━━ TASK DATA ━━

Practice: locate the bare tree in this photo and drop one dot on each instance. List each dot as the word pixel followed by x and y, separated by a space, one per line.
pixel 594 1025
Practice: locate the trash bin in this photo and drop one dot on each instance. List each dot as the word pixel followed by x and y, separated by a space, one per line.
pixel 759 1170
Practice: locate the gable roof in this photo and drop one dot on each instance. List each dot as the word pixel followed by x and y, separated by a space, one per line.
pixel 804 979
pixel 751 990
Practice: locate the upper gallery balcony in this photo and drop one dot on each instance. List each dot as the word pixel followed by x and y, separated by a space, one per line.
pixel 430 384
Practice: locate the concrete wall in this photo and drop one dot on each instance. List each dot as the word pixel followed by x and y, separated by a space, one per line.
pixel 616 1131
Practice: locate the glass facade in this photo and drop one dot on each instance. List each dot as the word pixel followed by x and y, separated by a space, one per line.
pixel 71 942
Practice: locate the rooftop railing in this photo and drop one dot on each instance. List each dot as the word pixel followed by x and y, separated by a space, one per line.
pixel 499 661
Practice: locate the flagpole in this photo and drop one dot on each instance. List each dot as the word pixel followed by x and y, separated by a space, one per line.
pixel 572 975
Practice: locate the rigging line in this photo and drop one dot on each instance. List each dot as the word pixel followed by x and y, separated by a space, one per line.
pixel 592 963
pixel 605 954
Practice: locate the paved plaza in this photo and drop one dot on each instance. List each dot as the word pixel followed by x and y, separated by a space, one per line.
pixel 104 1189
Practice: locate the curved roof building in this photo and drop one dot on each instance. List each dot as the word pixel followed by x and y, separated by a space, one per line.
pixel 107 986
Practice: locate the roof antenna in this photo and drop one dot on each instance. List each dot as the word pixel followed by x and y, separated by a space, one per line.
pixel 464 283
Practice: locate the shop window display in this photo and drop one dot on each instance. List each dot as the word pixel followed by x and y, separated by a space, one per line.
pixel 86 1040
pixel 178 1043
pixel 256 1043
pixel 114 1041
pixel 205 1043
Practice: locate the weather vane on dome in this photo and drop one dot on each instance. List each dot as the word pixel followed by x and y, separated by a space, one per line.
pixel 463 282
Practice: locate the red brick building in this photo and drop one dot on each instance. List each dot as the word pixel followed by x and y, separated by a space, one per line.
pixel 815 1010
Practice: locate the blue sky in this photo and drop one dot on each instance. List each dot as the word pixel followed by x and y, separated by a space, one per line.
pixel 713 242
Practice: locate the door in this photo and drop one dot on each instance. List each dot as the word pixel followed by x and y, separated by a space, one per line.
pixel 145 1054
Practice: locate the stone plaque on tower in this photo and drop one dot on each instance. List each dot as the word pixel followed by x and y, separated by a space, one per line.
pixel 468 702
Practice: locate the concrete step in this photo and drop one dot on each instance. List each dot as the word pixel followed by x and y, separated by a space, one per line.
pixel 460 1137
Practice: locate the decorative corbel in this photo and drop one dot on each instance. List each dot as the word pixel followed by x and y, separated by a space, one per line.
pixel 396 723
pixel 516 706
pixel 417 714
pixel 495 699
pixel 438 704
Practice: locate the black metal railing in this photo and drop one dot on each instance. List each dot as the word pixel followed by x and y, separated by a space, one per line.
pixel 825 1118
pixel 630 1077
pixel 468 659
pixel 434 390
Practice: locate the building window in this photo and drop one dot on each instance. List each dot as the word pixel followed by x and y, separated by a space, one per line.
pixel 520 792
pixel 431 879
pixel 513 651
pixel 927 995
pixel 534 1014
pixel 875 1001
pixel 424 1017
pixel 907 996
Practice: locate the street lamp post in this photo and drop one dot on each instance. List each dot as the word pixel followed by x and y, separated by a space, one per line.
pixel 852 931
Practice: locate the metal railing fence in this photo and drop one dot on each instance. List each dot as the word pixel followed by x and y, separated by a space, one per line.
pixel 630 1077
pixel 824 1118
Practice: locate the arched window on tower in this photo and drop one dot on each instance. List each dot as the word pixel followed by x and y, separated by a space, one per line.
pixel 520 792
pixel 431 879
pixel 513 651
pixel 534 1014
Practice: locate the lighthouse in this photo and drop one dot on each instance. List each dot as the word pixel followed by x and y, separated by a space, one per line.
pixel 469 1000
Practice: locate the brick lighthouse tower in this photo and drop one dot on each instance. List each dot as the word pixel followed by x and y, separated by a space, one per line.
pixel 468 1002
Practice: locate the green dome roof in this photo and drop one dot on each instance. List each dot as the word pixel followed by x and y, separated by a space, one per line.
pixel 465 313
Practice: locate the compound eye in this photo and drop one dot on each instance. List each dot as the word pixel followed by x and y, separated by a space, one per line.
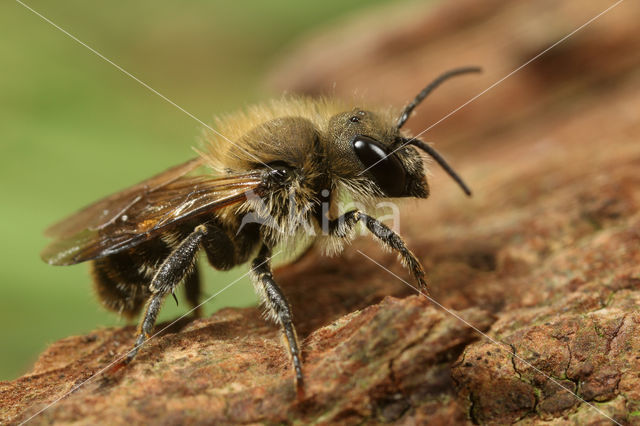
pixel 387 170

━━━
━━ TASK DATA ━━

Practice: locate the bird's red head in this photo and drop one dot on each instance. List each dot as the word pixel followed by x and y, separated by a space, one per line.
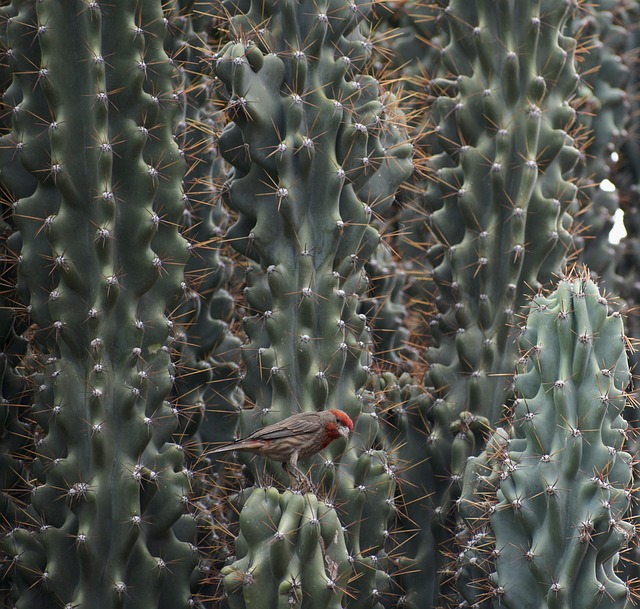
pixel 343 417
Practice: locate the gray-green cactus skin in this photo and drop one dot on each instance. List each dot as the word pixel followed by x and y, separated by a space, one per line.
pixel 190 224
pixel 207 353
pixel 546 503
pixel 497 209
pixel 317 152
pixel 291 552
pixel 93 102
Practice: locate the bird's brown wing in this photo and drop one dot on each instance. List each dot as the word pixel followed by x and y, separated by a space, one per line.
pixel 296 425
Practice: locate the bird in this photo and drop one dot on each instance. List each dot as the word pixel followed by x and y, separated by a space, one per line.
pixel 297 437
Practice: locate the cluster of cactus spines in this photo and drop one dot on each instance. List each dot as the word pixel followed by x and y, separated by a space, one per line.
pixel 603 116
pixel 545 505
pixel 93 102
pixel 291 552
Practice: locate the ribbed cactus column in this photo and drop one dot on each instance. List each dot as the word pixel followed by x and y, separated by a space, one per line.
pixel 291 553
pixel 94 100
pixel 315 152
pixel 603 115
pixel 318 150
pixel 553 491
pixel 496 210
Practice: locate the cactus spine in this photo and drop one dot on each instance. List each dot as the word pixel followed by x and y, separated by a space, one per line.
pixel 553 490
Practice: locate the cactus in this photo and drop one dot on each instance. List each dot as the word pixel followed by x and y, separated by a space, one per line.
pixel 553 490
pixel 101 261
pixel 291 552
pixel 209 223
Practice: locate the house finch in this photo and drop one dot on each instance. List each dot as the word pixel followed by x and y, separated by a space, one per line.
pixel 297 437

━━━

> _DIRECTIONS FOR THIS TASK_
Can you copy the rows word for word, from the one containing "Practice: locate the red" through the one containing "pixel 468 702", both included?

> _RESULT OF THIS EXERCISE_
Practice: locate the red brick building in this photo and drop one dot on each instance. List each dot as the word pixel followed by x and y, separated by a space, one per line.
pixel 815 1010
Practice: locate the blue sky in this photo and drop one dot on each instance. List each dot as the word pixel followed by x and y, separated by a space, one per line.
pixel 713 242
Practice: locate the door in this photo and drop one dot on each instance. List each dot as the word pixel followed by x and y, separated by a space, one per line.
pixel 145 1054
Practice: locate the stone plaque on tower in this photo and drop one dot on each instance. List each dot as the word pixel followed by x and y, separated by a space, one per line.
pixel 468 702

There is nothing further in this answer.